**EXERCISE DESCRIPTION:** Write out all the data below exactly.
***** RECORDS SHOWN
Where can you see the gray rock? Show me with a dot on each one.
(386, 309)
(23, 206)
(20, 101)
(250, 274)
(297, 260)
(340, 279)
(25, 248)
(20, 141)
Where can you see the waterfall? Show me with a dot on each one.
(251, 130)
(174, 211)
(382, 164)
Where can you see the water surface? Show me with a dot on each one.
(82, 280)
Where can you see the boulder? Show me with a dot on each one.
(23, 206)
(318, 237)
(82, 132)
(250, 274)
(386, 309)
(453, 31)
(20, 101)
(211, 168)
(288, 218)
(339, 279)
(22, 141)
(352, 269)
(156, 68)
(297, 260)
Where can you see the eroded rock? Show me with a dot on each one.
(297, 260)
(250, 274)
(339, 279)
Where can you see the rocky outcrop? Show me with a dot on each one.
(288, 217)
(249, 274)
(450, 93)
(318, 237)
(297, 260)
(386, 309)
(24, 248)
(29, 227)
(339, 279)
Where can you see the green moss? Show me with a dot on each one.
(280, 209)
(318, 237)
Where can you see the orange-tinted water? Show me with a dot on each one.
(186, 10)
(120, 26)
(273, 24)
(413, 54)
**********
**RESULT FOR THIS TASK:**
Where can you see the gray rock? Show me with a dot on each one.
(386, 309)
(23, 206)
(20, 101)
(250, 274)
(297, 260)
(340, 279)
(25, 248)
(20, 141)
Where can you see the waterfall? Show me with a dot on each one.
(251, 130)
(174, 211)
(382, 164)
Where can you see the water surface? Show me with a dot on each one.
(82, 280)
Where can you see the boulder? Show me with a dot on each one.
(23, 206)
(318, 237)
(82, 132)
(250, 274)
(386, 309)
(453, 31)
(20, 101)
(211, 168)
(288, 218)
(339, 279)
(22, 141)
(352, 269)
(156, 68)
(297, 260)
Where can you see the eroded rock? Show me with a dot on each one.
(297, 260)
(250, 274)
(339, 279)
Where can you see the rocky outcrop? Show me with a dot on each one.
(288, 217)
(249, 274)
(450, 93)
(318, 237)
(297, 260)
(386, 309)
(24, 248)
(29, 227)
(339, 279)
Where can you see the green moss? Show me with a dot on each one.
(280, 209)
(318, 237)
Where can you see the orange-tinted water? Show me with a dot on each one.
(186, 10)
(120, 26)
(273, 24)
(413, 54)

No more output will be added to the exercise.